In the first game he would roll a dice four times, and if at least one six came up then he’d win. In the second game, he would roll two dice 24 times, and if two sixes came up, he’d also win.

But what de Mere had noticed, was that in the first game he won more times than he lost, and in the second game he lost more times than he won. But he didn’t know why.

So, he called in mathematician Blaise Pascal and his mate Pierre de Fermat to solve the problem, and through their investigations they founded modern probability theory.

By applying this newfound theory, Pascal could confirm that de Mere’s gut feelings were correct, as the chances of winning the first game was 52%, and the chances of winning the second game was just 49%.

Probability theory went on to be used in applications such as insurance, statistics, gaming, the weather, political strategising, sports and investing.

Charlie Munger views probability theory as one of the most important ideas that investors should know.

He said, “It’s not that hard to learn. What is hard is to get so you use it routinely almost every day of your life. The Fermat/Pascal system is dramatically consonant with the way that the world works. And it’s fundamental truth. So, you simply have to have the technique”.

So, what can an investor do to move the odds in their favour?

Favourable odds

There are five ways that investors can improve their odds of success:

  1. Diversification. The easiest way to invest is in a highly diversified portfolio of stocks, that represents the market. Jeremy Siegel, author of the book Stocks for the Long Run, calculates that since 1802, the long-term real return from investing in stocks, after inflation, is 6.7% p.a. This percentage has remained remarkably durable to this day, and is due to factors such as population growth, innovation, and continual productivity improvements. One of the key benefits of diversification is that it helps to reduce any unpleasant surprises from any one company or sector. If you are buying into a broad-based ETF, you will get the return of that market (less a small fee).

» **Material**
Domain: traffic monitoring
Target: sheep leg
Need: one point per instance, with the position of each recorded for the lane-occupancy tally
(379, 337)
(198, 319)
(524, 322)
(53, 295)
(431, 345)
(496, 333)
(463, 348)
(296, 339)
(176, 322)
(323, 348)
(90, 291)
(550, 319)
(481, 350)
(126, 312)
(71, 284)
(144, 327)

» **Work required**
Copy the probability theory text between "In the first game he would" and "he’d also win.", inclusive, and replace "four times" with "three times". You can do this without the listing.

» **Result of the exercise**
In the first game he would roll a dice three times, and if at least one six came up then he’d win. In the second game, he would roll two dice 24 times, and if two sixes came up, he’d also win.